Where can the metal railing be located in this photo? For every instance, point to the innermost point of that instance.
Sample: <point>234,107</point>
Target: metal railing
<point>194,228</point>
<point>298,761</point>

Task to carry out: Produce a faithful copy of all the material above.

The answer:
Where can the metal railing be located in this photo? For every instance, point to the innermost point of that instance.
Sample: <point>234,107</point>
Target: metal railing
<point>194,228</point>
<point>298,761</point>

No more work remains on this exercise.